**RECORDS SUPPLIED:**
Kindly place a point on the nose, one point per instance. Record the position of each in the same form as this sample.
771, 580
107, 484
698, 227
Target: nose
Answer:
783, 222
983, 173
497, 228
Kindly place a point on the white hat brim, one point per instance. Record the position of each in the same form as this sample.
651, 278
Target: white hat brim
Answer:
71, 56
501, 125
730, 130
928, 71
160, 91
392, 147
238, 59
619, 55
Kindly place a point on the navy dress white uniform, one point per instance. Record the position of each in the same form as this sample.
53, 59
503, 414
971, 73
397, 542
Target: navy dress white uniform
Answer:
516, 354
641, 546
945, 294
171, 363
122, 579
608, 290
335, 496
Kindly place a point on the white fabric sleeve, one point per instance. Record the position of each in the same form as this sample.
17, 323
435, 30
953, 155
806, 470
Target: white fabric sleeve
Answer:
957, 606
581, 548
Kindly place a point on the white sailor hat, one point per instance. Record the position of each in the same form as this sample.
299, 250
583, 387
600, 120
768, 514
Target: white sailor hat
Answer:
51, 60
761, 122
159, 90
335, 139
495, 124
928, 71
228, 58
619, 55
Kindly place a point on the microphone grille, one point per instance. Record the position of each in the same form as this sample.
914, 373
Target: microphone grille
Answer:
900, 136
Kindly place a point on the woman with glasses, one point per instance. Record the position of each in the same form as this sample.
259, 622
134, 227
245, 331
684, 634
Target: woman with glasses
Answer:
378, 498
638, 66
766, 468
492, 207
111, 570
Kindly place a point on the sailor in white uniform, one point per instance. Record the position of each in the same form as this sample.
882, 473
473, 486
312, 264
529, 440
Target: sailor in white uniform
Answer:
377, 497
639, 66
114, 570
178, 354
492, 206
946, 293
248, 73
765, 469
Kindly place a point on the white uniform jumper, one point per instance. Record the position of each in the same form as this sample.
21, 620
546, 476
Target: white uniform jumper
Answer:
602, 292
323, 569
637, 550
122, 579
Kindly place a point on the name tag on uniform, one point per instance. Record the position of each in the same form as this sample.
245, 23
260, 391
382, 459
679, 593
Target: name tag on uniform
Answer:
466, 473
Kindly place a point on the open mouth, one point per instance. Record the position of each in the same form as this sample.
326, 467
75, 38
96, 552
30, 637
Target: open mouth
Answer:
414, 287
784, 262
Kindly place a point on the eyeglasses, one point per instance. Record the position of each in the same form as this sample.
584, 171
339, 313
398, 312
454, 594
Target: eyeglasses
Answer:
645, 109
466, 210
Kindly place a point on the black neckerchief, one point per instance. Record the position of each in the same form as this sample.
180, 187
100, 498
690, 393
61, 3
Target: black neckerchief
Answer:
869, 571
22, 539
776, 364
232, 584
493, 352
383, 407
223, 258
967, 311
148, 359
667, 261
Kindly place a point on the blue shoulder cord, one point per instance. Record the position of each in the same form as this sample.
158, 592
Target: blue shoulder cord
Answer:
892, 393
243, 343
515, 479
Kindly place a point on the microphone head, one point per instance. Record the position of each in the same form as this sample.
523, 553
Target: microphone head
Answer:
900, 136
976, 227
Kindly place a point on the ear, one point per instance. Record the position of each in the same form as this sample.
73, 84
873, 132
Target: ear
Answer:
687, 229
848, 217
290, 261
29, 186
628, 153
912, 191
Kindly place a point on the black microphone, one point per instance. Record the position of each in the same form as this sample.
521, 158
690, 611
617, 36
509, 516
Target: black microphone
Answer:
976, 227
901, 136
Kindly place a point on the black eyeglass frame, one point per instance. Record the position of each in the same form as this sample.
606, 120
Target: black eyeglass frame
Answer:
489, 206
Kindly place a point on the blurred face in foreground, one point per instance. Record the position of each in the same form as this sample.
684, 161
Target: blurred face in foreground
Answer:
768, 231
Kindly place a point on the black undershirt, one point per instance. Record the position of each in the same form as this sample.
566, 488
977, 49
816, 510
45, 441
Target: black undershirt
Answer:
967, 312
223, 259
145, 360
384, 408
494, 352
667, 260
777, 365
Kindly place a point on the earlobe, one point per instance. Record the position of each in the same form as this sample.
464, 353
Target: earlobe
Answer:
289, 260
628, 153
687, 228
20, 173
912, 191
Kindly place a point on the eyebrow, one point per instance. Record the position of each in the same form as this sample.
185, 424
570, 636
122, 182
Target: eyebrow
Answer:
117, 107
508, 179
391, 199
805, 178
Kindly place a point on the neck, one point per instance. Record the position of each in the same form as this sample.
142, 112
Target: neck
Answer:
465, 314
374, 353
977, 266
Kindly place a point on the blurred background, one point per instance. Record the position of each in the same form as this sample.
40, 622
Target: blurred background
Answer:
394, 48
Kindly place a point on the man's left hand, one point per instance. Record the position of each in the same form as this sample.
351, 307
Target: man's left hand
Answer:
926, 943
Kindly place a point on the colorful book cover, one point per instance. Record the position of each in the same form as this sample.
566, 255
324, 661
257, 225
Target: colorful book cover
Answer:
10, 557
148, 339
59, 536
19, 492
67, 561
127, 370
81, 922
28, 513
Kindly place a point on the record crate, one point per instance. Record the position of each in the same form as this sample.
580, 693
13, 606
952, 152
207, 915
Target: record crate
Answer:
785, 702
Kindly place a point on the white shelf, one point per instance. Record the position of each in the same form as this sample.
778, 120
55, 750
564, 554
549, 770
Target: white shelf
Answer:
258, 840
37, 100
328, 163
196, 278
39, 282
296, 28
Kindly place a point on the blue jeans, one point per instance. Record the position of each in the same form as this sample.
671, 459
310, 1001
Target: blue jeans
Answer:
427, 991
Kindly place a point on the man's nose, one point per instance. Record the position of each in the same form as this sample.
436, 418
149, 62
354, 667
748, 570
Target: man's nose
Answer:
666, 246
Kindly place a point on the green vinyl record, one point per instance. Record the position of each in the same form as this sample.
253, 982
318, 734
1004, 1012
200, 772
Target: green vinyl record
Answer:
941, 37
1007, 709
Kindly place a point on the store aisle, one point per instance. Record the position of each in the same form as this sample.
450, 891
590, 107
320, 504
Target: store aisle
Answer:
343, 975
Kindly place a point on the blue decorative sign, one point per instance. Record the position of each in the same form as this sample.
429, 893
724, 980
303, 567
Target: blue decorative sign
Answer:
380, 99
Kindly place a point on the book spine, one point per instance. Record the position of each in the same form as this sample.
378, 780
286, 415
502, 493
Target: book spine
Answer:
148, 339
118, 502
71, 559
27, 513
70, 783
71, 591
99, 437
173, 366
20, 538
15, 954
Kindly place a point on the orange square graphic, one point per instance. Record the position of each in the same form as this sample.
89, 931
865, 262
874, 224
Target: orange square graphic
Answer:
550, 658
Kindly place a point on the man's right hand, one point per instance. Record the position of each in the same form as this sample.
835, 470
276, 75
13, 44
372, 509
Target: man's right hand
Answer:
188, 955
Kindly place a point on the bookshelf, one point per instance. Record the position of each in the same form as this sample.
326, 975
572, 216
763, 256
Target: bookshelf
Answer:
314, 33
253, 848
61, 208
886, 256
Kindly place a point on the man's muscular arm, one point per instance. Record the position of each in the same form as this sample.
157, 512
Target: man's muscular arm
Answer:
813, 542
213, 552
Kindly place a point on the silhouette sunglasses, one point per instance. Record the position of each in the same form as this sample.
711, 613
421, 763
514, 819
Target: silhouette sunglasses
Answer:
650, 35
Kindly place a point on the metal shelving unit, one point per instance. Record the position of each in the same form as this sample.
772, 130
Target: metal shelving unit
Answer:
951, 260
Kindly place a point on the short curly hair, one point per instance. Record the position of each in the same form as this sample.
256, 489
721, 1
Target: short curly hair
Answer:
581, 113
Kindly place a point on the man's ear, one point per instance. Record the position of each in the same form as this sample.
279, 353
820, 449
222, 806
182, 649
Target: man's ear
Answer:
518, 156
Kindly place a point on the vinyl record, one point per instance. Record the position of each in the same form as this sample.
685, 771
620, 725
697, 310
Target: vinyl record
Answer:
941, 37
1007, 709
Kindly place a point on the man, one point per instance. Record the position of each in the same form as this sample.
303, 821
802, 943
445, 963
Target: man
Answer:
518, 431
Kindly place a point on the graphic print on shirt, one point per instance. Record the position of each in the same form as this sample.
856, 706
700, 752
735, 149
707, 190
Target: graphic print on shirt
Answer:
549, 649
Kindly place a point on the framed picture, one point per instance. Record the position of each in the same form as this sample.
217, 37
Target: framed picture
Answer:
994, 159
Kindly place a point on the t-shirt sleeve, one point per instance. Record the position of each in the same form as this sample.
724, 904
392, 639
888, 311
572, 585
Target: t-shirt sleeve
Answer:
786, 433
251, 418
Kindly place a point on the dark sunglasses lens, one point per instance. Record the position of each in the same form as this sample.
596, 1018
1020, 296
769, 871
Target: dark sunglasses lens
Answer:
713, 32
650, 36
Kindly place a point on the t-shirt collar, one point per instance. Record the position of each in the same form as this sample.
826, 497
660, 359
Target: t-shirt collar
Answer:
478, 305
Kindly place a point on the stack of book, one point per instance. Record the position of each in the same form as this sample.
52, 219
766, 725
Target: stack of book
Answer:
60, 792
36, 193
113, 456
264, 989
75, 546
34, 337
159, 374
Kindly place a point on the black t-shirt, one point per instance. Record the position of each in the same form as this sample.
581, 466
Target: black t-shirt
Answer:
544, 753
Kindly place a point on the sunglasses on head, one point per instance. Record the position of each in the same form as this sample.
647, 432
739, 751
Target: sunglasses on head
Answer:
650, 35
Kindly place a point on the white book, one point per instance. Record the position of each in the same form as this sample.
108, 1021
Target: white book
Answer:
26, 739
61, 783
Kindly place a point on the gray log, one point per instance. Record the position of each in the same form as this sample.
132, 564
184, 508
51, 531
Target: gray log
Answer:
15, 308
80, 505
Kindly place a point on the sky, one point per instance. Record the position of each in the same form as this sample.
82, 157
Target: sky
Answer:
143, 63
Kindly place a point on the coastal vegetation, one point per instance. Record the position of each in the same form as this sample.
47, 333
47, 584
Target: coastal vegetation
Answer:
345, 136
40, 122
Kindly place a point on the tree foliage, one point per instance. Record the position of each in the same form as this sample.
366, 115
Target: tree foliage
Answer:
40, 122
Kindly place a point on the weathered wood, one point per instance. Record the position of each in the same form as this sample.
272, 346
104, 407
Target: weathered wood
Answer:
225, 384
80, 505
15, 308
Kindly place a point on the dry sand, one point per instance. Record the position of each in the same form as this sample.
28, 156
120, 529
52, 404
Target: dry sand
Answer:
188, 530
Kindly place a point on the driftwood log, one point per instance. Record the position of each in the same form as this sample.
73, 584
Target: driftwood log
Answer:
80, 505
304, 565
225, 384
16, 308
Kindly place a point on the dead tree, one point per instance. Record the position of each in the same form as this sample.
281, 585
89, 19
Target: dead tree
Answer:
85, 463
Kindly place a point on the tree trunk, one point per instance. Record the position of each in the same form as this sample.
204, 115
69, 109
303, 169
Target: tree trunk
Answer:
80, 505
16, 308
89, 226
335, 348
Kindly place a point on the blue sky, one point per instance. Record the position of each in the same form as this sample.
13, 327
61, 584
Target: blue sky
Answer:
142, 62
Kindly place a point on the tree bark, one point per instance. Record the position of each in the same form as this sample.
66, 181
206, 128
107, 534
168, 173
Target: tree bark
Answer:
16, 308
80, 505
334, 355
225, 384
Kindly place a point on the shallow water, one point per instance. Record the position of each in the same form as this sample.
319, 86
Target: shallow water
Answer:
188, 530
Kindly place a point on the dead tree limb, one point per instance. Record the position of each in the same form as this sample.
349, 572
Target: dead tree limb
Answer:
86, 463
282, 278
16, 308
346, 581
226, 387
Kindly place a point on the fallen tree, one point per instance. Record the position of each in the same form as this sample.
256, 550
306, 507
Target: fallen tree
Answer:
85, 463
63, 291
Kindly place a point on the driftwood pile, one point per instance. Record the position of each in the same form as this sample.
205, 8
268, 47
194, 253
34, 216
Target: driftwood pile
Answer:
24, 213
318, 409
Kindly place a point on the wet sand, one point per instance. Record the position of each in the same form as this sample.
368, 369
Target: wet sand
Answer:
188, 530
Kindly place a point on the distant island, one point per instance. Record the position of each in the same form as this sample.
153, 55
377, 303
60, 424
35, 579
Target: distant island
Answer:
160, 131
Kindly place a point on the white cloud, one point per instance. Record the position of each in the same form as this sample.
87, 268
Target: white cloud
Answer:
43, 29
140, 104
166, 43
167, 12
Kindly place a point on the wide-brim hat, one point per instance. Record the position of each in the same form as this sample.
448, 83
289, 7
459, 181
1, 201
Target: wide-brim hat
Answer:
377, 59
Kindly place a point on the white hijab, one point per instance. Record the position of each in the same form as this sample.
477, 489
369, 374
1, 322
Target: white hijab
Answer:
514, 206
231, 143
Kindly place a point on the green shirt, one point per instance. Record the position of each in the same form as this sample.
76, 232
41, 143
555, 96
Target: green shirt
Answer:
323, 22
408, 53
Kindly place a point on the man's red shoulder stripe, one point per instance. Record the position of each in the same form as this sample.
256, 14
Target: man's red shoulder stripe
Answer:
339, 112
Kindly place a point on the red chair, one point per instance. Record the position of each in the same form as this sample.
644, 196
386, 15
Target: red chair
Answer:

**YOUR GOAL:** When you reach the line containing "Target: vinyl record" in the data above, start copying exactly, and stop after the line containing "Target: graphic print on shirt".

**YOUR SOLUTION:**
Target: vinyl record
Answer:
941, 37
1007, 709
Kindly place a point on the man, one point per instance. Record the position of each in the same form as this sample.
303, 821
802, 943
445, 963
Target: man
Answer:
518, 431
Kindly place a point on the graphic print on shirt, one point per instance. Record the position of each in the same form as this sample.
856, 706
700, 752
735, 149
707, 190
Target: graphic print on shirt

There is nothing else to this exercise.